▶ _TASK TO CARRY OUT_
An exact repetition of the data is required; no picture should appear in it.

▶ _INPUT MATERIAL_
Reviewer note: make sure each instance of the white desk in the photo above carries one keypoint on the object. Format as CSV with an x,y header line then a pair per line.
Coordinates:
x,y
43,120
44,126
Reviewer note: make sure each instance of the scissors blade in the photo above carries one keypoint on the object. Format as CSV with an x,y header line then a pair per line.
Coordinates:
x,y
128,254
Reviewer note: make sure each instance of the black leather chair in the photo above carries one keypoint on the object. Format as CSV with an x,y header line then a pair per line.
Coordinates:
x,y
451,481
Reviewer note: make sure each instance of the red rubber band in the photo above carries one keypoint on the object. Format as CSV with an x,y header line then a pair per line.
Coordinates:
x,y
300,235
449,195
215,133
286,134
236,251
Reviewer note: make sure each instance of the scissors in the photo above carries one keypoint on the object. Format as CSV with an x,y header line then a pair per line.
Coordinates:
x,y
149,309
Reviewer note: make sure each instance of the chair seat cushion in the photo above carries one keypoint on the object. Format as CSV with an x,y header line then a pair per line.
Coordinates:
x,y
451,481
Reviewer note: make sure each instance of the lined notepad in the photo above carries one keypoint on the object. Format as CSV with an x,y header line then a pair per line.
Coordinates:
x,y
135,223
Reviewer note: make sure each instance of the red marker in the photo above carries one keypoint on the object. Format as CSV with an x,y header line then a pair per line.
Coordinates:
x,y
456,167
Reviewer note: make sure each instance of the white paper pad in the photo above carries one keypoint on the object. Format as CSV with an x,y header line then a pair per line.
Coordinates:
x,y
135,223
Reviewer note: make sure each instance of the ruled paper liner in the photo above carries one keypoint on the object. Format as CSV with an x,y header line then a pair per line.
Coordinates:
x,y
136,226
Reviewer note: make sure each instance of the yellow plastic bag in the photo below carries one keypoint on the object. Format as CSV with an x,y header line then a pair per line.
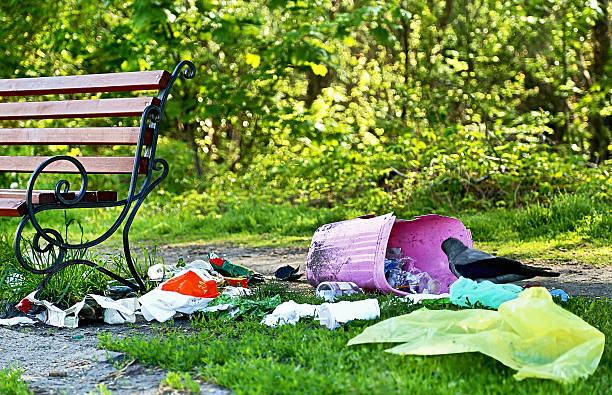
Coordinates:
x,y
530,334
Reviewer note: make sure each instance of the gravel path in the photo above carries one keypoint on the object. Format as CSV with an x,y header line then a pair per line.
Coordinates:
x,y
62,361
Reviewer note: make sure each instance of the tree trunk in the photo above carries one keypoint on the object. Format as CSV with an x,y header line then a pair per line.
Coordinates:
x,y
600,137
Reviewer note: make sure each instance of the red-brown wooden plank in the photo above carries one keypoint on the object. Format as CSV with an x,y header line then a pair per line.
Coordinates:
x,y
117,82
47,196
12,208
85,136
93,165
96,108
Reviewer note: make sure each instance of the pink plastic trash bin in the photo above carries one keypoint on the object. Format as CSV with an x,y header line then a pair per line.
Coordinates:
x,y
354,250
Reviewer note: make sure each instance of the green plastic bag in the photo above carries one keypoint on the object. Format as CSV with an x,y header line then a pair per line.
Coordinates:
x,y
465,292
530,334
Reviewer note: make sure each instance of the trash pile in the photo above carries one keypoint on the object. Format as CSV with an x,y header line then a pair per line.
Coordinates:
x,y
401,274
183,289
521,326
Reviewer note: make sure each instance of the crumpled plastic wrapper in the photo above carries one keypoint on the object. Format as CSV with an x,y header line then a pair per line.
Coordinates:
x,y
530,334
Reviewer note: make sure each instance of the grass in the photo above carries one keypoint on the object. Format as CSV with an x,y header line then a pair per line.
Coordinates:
x,y
11,383
71,284
248,357
579,217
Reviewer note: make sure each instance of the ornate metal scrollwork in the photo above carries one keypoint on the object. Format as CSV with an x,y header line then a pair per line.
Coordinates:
x,y
150,119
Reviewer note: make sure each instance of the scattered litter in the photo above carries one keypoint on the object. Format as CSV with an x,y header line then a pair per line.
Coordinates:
x,y
331,290
236,282
114,316
192,284
236,307
16,321
332,315
226,268
161,272
194,293
287,273
466,292
355,250
530,334
236,292
289,313
418,298
119,291
50,314
560,293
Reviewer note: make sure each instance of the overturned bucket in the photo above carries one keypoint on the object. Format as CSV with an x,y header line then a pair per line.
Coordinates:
x,y
354,250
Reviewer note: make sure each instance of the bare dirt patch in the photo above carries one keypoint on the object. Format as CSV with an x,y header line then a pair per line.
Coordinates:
x,y
68,360
576,278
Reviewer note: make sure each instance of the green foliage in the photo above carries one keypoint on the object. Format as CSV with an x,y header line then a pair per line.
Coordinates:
x,y
11,383
582,214
71,284
248,357
182,382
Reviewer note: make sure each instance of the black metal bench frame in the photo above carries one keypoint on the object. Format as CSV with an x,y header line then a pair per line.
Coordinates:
x,y
151,118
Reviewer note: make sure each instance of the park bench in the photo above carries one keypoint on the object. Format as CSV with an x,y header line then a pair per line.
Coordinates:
x,y
142,167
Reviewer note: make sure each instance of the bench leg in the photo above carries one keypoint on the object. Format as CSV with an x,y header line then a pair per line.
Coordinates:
x,y
158,165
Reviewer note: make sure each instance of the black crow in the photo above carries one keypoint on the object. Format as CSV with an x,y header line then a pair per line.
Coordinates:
x,y
480,266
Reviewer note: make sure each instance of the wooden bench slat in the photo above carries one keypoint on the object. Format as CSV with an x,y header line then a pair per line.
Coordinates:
x,y
93,165
117,82
85,136
12,208
96,108
46,196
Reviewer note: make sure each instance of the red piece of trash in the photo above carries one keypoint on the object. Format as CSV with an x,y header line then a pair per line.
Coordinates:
x,y
192,285
25,305
237,281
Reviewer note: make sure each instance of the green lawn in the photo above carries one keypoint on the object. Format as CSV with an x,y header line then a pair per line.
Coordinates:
x,y
250,358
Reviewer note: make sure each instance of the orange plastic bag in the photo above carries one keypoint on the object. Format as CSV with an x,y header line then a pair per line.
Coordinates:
x,y
192,285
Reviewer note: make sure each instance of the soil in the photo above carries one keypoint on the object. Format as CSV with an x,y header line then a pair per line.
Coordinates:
x,y
58,360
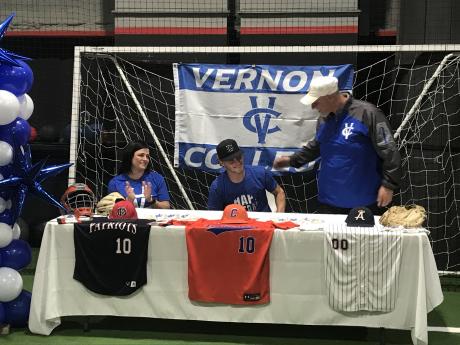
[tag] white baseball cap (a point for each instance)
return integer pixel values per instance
(320, 86)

▶ _RESULT OF THIS TASK_
Reviewer note: make sure each instance of the white desk in the photo above carries one keypoint on the object. Format as CSV with an x,y header line then a pair per line.
Coordinates:
x,y
43,120
44,126
Reviewer note: make sure each instance of the scissors blade in the photo above carries one keypoint on the object. Format as CSV with an x,y header line then a pair per line.
Coordinates:
x,y
128,254
Reviewer note: make sure each instance of the black leather chair in the photo above carries one keypoint on the object. Format as CSV with an x,y header line then a pair per line.
Coordinates:
x,y
451,481
Reviewer note: make sure each instance of the red rubber band in the photo above carries one keypoint on the object. Format as CSV with an x,y header line then a pair per line.
Coordinates:
x,y
300,235
449,195
215,133
286,134
236,251
Reviewer note: make sure each instance of the scissors in the photo above carries one keypoint on the object. Format as CSV with an x,y header line then a pair per line.
Coordinates:
x,y
149,309
Reviewer note: make sure each instance of the chair seat cushion in the photo above carries one keypoint on the object. Format as CSV with an x,y header line then a pair per line.
Coordinates:
x,y
451,481
Reviewer note: make sure each instance of the lined notepad in the photo above carries one keypoint on the object. Format as CSV with an x,y header line then a pair per line.
Coordinates:
x,y
135,223
Reviewer note: make sure each instance of the red marker in the photo above carries one keypoint on the object. Format as CSV with an x,y header line then a pair per line.
Coordinates:
x,y
456,167
Reviewer note: make sure each instance of the white paper pad in the photo above carries one keypoint on the object. Format as CSV with an x,y header line then a pair per line.
Coordinates:
x,y
135,223
Reviewer note: make sure each instance of the ruled paper liner in the photo above carries one keypoint on the object. Format as CSV with an x,y header line then a pair per line.
Coordinates:
x,y
136,226
Reviewer note: make sure each instance of the yellow plastic bag in the photo below carries one keypoint on the object. Format as CSV with an x,y header line then a pair per line.
Coordinates:
x,y
530,334
Reviewer note: make sure each instance of the gravel path in the photo above carries one keypoint on the object. Format as CSV with an x,y header line then a pair per line.
Coordinates:
x,y
62,361
Reviewer note: make sure each instance of the tree trunk in the photo above carries one keypoint on the object. Format as CSV with an x,y header line then a pair per line.
Coordinates:
x,y
600,137
Reviewer note: make sure each instance of the red-brown wooden plank in the photo above carries one keypoint on the object. Format as CSV with an x,y header line then a pair per line.
Coordinates:
x,y
117,82
47,196
12,208
85,136
93,165
96,108
Reviewer note: make sure each instance of the pink plastic trash bin in the photo above carries one keypoint on the object. Format as CSV with an x,y header line then a pair per line.
Coordinates:
x,y
354,250
Reviewer note: make sure each instance of the green plastic bag in the photo above carries one keypoint on the object. Format as CSV with an x,y header line then a pair per line.
Coordinates:
x,y
465,292
530,334
Reviewer note: make sure each instance of the trash pile in the photo above carries one keypoint on the object. Format as CSV with an x,y header line then a pair per line.
Coordinates:
x,y
401,274
183,289
521,326
Reviewer note: make sure each instance of the crumpled plastic wrapper in the photo above carries one keypoint on the object. Format as CSV with an x,y header line then a pair per line.
Coordinates:
x,y
530,334
Reviewer note: make sure each instance of the grass in the photo above carries one keypoint on the object. Format as CSV with an x,y header line then a pair per line.
Coordinates:
x,y
11,383
71,284
248,357
579,217
Reviewer note: make sure each instance of the ornate metal scrollwork in the photo above carries one keypoint on the object. Format as CSV with an x,y header line then a pair per line.
Coordinates:
x,y
150,119
Reviewer note: make sure each instance of the scattered litter in the photo above carries one keypoint on the object. Format as CSV with an x,y header line then a pair per line.
Coordinates:
x,y
331,290
236,282
114,316
192,284
236,307
16,321
332,315
226,268
161,272
194,293
287,273
466,292
355,250
530,334
236,292
289,313
418,298
119,291
50,314
560,293
Reviewer note: make sure each instance of the overturned bucket in the photo above carries one keypoint on the object. Format as CSV with an x,y header line then a pair per line.
Coordinates:
x,y
354,250
Reviewer note: make sure each instance of the bare dirt patch in the photo above carries one keypoint on the object. Format as CSV with an x,y header line then a pair per line.
Coordinates:
x,y
68,360
576,278
Reviewer note: make sure each instance of the green foliage in the photo above carries one keypoint on the object. Format as CSV with an x,y header line then a pair per line.
Coordinates:
x,y
11,383
582,214
71,284
248,357
182,382
Reviewer note: make sure each instance of the black metal bench frame in the photo above carries one keypoint on the object. Format as CSV with an x,y header line then a pair per line.
Coordinates:
x,y
151,118
Reviewer note: make sure each instance of the park bench in the photo above carries one keypoint on the object. Format as CSV with an x,y header line then a pair per line.
Coordinates:
x,y
142,167
Reviewer note: make sure each instance of the bench leg in the photo above carries one keypoint on the object. Format as CSV with an x,y header line then a pair per line.
Coordinates:
x,y
158,165
Reviewer note: make sure each instance of the black crow in the photo above carries one keypoint on the object. Format as CSV with an x,y header line then a pair per line.
Coordinates:
x,y
480,266
Reviewer note: make sure each instance of the wooden bench slat in the photo above carries one keypoint on the object. Format as CSV with an x,y header line then a pair per line.
Coordinates:
x,y
93,165
117,82
85,136
12,208
96,108
46,196
Reviewer note: make sure each instance of the red piece of trash in the photo above carries one keypoint on the object. Format as CSV with an x,y header line then a pair per line.
Coordinates:
x,y
192,285
25,305
237,281
Reviewer note: make sure each instance of the green lawn in the photo above carries one keypoint on the object. Format as CSV with an x,y header line then a pair per line.
Coordinates:
x,y
250,358
Reviewer note: make sure each instance of the orange plastic bag in the photo above carries one keypoint on the object. Format as CSV with an x,y header line then a pair per line.
Coordinates:
x,y
192,285
Reviewer note: make sure each instance of the soil in the photo above carries one keypoint on the object. Format as CSV with an x,y header line then a pair per line.
Coordinates:
x,y
58,360
[tag] white baseball cap (a point for each instance)
return integer pixel values per instance
(320, 86)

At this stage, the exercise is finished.